• Required task 1
Answer these questions using the natural language processing homework below, each in one line: (a) About how many documents does the 20 Newsgroups data set contain? (b) Which classifier will be applied to the dataset? (c) What number of training data does the printed output report?
• Required task 2
In the natural language processing homework below, find the printed newsgroup message and list every header field name at its start, in the order they appear.

• Passage to read
-- Begin --

# Natural Language Processing

In this homework, you will apply the TFIDF technique to text classification as well as use word2vec model to generate the dense word embedding for other NLP tasks. 

## Text Classification
The 20 Newsgroups data set is a collection of approximately 20,000 newsgroup documents, partitioned (nearly) evenly across 20 different newsgroups. To the best of my knowledge, it was originally collected by Ken Lang, probably for his Newsweeder: Learning to filter netnews paper, though he does not explicitly mention this collection. The 20 newsgroups collection has become a popular data set for experiments in text applications of machine learning techniques, such as text classification and text clustering.

In this lab, we will experiment different feature extraction on the 20 newgroups dataset, including the count vector and TF-IDF vector. Also, we will apply the Naive Bayes classifier  to this dataset and report the prediciton accuracy.

### Load the explore the 20newsgroup data

20 news group data is part of the sklearn library. We can directly load the data using the following command.

In [3]:
# load the traning data and test data
import numpy as np
from sklearn.datasets import fetch_20newsgroups

twenty_train = fetch_20newsgroups(subset='train', shuffle=False)
twenty_test = fetch_20newsgroups(subset='test', shuffle=False)

# print total number of categories
print("Number of training data:" + str(len(twenty_train.data)))
print("Number of categories:" + str(len(twenty_train.target_names)))

# print the first text and its category
print(twenty_train.data[0])
print(twenty_train.target[0])

# You can check the target variable by printing all the categories
twenty_train.target_names

Number of training data:11314
Number of categories:20
From: cubbie@garnet.berkeley.edu (                               )
Subject: Re: Cubs behind Marlins? How?
Article-I.D.: agate.1pt592$f9a
Organization: University of California, Berkeley
Lines: 12
NNTP-Posting-Host: garnet.berkeley.edu


gajarsky@pilot.njin.net writes:

morgan and guzman will have era's 1 run higher than last year, and
 the cubs will be idiots and not pitch harkey as much as hibbard.
 castillo won't be good (i think he's a stud pitcher)

       This season so far, Morgan and Guzman helped to lead the Cubs
       at top in ERA, even better than THE rotation at Atlanta.
       Cubs ERA at 0.056 while Braves at 0.059. We know it is early
       in the season, we Cubs fans have learned how to enjoy the
       short triumph while it is still there.

-- End --

• Data extract
-- Begin --

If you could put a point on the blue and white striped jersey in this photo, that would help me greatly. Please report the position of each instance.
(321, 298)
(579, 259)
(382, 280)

-- End --

• Full response 1
(a) Approximately 20,000
(b) The Naive Bayes classifier
(c) 11314

• Full response 2
From, Subject, Article-I.D., Organization, Lines, NNTP-Posting-Host